Records for processing:
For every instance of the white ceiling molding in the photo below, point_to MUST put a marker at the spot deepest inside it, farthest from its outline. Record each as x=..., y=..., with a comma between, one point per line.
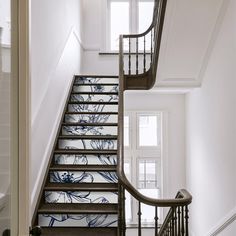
x=190, y=30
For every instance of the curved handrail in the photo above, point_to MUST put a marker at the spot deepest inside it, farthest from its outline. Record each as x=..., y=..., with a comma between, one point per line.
x=184, y=197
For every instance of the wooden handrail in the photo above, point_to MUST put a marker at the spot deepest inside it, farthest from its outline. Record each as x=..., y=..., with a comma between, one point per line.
x=183, y=197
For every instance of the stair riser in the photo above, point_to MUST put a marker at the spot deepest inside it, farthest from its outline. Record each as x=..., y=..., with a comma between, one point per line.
x=89, y=130
x=83, y=177
x=79, y=220
x=105, y=231
x=93, y=98
x=91, y=118
x=92, y=80
x=86, y=159
x=92, y=108
x=95, y=88
x=81, y=197
x=88, y=144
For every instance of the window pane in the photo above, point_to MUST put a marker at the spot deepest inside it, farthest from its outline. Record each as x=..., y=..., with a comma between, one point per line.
x=128, y=208
x=147, y=130
x=119, y=22
x=127, y=170
x=145, y=20
x=126, y=131
x=145, y=15
x=147, y=175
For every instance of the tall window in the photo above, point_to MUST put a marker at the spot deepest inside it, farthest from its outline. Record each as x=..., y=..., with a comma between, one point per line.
x=127, y=16
x=143, y=160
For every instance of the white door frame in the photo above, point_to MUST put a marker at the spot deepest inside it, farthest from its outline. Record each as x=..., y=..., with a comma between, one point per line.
x=20, y=121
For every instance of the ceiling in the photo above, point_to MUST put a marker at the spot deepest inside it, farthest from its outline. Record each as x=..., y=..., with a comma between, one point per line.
x=189, y=33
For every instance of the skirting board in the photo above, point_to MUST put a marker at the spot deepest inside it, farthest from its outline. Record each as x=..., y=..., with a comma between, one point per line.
x=223, y=223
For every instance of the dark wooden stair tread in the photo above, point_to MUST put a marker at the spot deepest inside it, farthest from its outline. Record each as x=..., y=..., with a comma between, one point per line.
x=90, y=113
x=95, y=84
x=94, y=93
x=88, y=137
x=78, y=208
x=93, y=102
x=76, y=231
x=83, y=168
x=101, y=187
x=97, y=76
x=88, y=124
x=84, y=151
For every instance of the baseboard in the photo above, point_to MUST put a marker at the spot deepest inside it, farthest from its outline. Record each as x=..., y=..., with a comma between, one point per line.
x=41, y=173
x=223, y=223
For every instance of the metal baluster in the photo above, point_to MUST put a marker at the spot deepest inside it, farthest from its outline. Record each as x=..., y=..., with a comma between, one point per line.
x=179, y=229
x=172, y=225
x=129, y=56
x=175, y=221
x=139, y=219
x=182, y=220
x=186, y=220
x=120, y=211
x=136, y=56
x=123, y=212
x=151, y=45
x=156, y=221
x=144, y=54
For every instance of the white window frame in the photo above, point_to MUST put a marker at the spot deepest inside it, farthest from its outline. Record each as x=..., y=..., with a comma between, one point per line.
x=138, y=114
x=135, y=154
x=133, y=23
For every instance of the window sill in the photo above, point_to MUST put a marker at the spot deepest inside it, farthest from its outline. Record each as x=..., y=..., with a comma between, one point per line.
x=110, y=53
x=144, y=226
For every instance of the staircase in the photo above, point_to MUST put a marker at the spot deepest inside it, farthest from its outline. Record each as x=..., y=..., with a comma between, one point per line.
x=80, y=195
x=83, y=192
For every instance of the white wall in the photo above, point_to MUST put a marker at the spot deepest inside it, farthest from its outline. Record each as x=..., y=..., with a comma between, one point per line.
x=94, y=18
x=174, y=106
x=211, y=129
x=55, y=57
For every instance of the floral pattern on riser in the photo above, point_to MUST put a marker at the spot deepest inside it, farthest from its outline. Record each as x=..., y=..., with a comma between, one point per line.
x=83, y=177
x=93, y=118
x=80, y=197
x=89, y=130
x=77, y=220
x=88, y=144
x=85, y=159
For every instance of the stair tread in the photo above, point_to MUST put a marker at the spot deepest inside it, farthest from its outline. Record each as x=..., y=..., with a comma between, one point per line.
x=81, y=187
x=83, y=167
x=95, y=84
x=90, y=113
x=88, y=124
x=97, y=76
x=84, y=151
x=76, y=208
x=88, y=137
x=93, y=102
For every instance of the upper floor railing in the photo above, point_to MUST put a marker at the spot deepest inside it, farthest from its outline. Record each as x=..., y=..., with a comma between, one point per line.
x=138, y=60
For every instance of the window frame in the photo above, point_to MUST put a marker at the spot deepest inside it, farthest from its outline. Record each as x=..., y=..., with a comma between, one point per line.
x=133, y=21
x=158, y=155
x=159, y=116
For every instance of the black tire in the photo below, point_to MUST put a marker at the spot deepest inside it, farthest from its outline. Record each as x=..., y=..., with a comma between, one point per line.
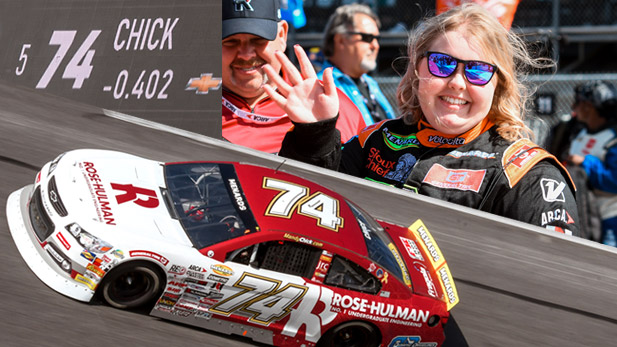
x=351, y=334
x=132, y=285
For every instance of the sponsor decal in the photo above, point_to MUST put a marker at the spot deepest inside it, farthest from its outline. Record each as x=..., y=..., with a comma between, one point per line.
x=313, y=312
x=322, y=266
x=403, y=167
x=235, y=190
x=63, y=241
x=95, y=270
x=429, y=244
x=398, y=142
x=412, y=249
x=85, y=280
x=454, y=141
x=58, y=257
x=365, y=230
x=195, y=274
x=378, y=164
x=552, y=190
x=477, y=154
x=131, y=192
x=401, y=265
x=523, y=156
x=218, y=279
x=177, y=270
x=167, y=301
x=222, y=270
x=203, y=83
x=467, y=180
x=98, y=193
x=410, y=341
x=559, y=214
x=197, y=268
x=445, y=275
x=148, y=254
x=303, y=240
x=118, y=254
x=88, y=255
x=430, y=285
x=379, y=311
x=559, y=230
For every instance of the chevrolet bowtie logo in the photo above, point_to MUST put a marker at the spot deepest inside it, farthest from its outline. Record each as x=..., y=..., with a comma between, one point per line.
x=203, y=84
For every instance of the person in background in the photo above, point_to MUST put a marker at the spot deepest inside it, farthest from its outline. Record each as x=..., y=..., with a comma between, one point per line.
x=351, y=45
x=252, y=32
x=461, y=138
x=594, y=149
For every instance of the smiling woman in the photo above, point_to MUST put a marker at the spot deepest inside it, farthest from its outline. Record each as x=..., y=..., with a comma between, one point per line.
x=461, y=137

Written problem: Convert everything from the line containing "For every instance of the upper" down to the line containing "x=138, y=60", both included, into a Markdown table with the columns Number and Line, giving each non-blank line its own entry with a sequential number.

Answer below:
| Number | Line |
|---|---|
| 1 | For every instance of the upper floor railing in the photo above, point_to MUST put a marker at the spot deepest inside it, farthest from its outline. Record each as x=..., y=..., with a comma between, one point per line. |
| 2 | x=138, y=60 |